> DIRECTIVE
Return, word for word, the lines of the entries below from their first line through the line containing "Target: riverbank", with both ends included.

> Dataset entries
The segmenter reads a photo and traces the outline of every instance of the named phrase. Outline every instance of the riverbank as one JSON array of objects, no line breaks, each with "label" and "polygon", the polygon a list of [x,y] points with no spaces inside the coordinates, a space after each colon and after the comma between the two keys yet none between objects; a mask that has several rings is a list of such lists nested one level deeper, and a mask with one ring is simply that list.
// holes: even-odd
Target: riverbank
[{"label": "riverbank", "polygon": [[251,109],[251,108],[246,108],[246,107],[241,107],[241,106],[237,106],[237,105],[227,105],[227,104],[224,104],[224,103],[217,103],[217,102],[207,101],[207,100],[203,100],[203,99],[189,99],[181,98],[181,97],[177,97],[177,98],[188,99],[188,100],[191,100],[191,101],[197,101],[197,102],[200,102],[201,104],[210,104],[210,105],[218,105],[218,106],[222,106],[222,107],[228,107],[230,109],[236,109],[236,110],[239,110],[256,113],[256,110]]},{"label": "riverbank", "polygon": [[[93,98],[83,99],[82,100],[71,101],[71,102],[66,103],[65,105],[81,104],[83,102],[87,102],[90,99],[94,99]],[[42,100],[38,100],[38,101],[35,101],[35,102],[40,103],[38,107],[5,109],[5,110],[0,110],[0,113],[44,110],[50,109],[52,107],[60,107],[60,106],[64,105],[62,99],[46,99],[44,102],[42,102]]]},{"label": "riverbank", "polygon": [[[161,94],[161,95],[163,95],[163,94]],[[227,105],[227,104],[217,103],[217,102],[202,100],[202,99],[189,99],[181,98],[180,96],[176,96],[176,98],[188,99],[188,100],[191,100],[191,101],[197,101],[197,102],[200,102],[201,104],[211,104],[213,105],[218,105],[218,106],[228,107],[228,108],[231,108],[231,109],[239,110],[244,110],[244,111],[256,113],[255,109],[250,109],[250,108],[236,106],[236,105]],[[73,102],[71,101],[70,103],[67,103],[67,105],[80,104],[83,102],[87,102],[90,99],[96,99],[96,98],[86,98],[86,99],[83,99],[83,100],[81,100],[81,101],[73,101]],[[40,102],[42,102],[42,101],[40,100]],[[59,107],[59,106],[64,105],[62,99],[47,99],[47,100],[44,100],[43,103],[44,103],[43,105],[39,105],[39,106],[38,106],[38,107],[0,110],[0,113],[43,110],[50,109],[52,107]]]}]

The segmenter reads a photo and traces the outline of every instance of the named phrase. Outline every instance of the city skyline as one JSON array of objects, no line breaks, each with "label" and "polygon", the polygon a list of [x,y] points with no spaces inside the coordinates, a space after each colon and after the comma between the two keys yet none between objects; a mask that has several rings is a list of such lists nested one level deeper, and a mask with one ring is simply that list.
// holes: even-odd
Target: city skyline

> RESPONSE TO THE TASK
The segmenter reads a photo and traces the outline of every instance of the named phrase. Outline every instance of the riverbank as one JSON array of objects, no line breaks, each with "label" and "polygon", the polygon a list of [x,y] points with no spaces inside the coordinates, a space after each colon and after the comma between the two keys yet none between objects; a mask that has several rings is a list of such lists nested one level deeper, and a mask with one ring is simply that list.
// holes: even-odd
Target: riverbank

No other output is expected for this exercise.